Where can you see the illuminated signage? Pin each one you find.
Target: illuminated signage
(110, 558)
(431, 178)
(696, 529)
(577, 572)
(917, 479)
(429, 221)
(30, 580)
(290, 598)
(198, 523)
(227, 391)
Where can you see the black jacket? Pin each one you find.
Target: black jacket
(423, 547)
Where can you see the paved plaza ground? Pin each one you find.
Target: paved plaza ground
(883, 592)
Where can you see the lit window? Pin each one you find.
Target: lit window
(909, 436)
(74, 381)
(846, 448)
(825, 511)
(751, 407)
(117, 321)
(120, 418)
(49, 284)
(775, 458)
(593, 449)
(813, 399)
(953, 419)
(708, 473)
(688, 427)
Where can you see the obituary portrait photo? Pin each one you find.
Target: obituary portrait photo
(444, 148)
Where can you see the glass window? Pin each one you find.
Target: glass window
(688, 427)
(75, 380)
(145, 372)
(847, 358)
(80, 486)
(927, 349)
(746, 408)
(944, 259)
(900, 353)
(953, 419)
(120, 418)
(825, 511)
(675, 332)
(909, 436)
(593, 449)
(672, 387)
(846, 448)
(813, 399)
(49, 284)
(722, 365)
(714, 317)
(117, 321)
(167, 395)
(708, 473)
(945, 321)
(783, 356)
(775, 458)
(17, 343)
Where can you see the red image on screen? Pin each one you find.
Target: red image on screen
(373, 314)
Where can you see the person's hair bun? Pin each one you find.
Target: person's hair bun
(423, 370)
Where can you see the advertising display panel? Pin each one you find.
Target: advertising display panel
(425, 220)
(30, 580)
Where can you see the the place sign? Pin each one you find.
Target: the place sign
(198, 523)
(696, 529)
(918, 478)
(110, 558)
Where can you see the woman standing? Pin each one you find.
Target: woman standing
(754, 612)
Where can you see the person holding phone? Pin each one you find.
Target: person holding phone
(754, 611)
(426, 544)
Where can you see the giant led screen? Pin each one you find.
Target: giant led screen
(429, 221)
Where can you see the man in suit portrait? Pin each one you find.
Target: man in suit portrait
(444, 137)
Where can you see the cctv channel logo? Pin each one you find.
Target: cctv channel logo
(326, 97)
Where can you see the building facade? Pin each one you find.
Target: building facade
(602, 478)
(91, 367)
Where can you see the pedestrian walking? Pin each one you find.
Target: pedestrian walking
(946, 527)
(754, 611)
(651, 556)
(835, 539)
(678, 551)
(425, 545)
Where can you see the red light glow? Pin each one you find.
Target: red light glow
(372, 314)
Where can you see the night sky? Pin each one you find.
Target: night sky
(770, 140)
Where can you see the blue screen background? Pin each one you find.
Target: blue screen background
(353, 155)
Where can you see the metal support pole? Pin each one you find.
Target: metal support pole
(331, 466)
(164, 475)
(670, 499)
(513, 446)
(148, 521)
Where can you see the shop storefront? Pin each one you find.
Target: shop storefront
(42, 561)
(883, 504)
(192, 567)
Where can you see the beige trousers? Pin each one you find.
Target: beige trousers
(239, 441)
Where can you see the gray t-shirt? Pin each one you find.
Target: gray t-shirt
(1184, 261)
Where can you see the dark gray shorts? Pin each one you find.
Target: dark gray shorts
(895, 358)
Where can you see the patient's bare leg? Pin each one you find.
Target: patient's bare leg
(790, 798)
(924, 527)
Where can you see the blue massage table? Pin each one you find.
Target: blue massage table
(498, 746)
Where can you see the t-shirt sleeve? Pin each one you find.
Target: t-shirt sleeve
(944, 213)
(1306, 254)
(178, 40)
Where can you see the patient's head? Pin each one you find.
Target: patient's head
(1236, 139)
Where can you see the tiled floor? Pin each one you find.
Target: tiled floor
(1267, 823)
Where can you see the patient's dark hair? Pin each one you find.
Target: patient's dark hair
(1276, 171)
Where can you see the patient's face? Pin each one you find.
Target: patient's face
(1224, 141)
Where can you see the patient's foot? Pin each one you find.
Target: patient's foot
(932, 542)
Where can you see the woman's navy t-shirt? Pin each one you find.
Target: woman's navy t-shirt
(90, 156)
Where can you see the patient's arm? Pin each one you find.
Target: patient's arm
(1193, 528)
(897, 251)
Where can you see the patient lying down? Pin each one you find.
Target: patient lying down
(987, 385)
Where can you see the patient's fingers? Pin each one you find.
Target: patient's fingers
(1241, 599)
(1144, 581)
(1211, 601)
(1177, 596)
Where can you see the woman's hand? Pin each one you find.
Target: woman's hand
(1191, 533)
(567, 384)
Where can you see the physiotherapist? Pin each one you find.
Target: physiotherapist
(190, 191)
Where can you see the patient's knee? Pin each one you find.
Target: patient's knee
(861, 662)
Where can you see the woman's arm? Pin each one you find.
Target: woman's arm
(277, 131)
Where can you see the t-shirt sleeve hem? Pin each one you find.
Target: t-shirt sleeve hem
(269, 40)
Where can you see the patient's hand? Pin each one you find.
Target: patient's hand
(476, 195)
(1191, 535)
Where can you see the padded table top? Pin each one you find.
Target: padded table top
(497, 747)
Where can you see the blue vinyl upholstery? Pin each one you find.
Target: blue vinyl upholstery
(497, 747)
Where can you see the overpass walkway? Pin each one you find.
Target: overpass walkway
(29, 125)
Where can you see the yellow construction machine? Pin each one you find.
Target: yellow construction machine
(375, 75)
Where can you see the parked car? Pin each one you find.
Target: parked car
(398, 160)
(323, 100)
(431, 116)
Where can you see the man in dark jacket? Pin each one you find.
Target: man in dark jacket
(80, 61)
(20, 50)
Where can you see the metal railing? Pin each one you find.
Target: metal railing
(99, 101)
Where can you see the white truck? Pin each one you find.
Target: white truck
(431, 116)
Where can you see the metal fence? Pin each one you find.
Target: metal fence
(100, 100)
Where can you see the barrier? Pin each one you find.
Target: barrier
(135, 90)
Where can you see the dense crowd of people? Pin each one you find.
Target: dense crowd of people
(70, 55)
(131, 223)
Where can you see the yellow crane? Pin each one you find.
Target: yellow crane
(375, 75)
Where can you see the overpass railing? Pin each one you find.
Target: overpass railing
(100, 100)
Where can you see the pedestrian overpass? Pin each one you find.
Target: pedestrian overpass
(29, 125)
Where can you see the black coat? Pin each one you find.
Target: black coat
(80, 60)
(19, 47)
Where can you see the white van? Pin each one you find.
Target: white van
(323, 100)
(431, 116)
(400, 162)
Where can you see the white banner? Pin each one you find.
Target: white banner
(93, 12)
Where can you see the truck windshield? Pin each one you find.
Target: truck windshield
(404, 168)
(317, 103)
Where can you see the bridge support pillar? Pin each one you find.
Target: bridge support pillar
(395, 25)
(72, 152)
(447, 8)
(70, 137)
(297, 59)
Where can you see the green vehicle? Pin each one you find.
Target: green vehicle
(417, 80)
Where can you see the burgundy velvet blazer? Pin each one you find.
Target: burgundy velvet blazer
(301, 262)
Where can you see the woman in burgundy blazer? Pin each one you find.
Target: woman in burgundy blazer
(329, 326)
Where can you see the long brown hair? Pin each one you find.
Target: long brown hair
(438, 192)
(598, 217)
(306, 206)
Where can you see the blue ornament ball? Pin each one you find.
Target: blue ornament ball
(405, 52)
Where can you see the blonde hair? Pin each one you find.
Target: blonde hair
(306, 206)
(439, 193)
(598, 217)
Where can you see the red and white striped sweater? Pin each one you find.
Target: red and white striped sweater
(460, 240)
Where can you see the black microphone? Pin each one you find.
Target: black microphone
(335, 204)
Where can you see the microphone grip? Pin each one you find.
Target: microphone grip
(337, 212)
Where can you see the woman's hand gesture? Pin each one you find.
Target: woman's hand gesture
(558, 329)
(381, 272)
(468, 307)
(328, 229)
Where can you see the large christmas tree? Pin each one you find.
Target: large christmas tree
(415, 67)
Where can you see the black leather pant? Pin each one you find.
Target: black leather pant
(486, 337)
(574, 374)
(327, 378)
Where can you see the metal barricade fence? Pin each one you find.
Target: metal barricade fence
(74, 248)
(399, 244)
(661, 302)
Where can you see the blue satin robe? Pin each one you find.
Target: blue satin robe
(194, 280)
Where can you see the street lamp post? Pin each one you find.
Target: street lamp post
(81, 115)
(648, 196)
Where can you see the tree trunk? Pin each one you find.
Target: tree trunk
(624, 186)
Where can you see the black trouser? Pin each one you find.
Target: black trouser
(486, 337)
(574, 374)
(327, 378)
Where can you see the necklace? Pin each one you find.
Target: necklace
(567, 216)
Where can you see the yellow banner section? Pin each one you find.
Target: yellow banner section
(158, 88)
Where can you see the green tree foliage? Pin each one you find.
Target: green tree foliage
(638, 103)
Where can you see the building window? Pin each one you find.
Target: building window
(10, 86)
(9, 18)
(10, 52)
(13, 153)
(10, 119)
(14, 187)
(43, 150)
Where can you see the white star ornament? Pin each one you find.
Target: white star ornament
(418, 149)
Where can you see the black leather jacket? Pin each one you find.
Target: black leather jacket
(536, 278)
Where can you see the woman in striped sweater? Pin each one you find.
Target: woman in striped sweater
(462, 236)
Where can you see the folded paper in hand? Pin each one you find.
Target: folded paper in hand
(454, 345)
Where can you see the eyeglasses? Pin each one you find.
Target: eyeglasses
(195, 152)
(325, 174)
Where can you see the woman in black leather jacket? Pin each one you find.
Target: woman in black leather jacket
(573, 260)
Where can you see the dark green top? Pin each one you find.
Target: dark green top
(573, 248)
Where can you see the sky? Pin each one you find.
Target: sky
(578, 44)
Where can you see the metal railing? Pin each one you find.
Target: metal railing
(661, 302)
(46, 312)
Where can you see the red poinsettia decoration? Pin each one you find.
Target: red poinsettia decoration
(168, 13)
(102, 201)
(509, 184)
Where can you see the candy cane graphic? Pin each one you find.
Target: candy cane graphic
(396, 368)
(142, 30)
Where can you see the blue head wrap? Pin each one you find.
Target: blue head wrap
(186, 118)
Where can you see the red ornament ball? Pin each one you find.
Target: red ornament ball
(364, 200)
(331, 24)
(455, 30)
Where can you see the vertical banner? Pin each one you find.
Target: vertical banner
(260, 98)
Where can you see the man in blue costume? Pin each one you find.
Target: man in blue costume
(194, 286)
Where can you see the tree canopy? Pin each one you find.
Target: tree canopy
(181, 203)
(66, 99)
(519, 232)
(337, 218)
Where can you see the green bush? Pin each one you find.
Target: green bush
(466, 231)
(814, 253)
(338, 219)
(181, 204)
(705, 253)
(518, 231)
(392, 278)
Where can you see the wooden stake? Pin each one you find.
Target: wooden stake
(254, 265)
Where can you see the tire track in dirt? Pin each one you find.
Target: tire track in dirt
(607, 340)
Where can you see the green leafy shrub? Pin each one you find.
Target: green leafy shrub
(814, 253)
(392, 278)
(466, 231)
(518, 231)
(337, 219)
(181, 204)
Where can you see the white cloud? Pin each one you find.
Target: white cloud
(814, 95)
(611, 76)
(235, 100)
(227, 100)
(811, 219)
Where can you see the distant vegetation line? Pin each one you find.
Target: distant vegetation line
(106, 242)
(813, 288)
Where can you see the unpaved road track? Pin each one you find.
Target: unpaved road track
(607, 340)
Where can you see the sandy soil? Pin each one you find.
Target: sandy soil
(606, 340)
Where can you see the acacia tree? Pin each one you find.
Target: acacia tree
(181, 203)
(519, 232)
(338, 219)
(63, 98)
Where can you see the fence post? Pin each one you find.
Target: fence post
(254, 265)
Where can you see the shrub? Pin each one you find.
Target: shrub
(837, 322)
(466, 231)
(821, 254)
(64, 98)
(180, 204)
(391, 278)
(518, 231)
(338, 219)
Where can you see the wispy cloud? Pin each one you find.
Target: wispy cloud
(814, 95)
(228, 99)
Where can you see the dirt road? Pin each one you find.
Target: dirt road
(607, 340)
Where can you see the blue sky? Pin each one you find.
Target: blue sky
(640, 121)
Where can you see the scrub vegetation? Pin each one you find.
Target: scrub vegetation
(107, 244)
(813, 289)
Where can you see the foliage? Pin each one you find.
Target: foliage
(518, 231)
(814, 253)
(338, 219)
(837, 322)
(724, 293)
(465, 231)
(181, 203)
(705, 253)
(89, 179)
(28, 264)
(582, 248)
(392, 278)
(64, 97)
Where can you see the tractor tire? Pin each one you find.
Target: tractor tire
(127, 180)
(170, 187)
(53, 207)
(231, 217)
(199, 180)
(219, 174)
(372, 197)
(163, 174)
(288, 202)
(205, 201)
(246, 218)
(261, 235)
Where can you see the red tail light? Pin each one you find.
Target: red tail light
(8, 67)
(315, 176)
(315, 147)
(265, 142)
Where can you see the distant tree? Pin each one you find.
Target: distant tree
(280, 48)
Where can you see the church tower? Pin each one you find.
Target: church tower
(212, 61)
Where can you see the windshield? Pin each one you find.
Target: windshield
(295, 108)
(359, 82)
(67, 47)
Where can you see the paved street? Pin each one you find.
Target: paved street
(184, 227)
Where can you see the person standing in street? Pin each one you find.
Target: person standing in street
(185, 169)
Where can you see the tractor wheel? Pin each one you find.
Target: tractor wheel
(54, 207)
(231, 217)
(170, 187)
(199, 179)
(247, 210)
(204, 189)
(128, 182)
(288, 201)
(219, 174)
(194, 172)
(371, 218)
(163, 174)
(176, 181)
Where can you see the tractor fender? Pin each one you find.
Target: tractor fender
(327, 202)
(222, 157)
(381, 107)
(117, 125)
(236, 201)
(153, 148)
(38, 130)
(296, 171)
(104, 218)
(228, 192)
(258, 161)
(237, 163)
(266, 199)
★ ★ ★ ★
Altere as linhas entre a que contém "Where can you see the patient's face?" e a que contém "(1177, 596)", inclusive, e reproduza-as com "Pin" substituído por "Mark", deixando todo o resto igual.

— Resultado do exercício —
Where can you see the patient's face? Mark each one you find.
Target: patient's face
(1224, 141)
Where can you see the patient's foot? Mark each one you find.
Target: patient's foot
(932, 542)
Where can you see the woman's navy t-shirt? Mark each one you find.
Target: woman's navy t-shirt
(90, 156)
Where can you see the patient's arm? Mark each one you find.
Target: patient's arm
(1193, 528)
(897, 251)
Where can you see the patient lying down? Mark each one you find.
Target: patient lying down
(987, 385)
Where can you see the patient's fingers? Mark each one you find.
Target: patient's fingers
(1241, 599)
(1144, 581)
(1211, 601)
(1177, 596)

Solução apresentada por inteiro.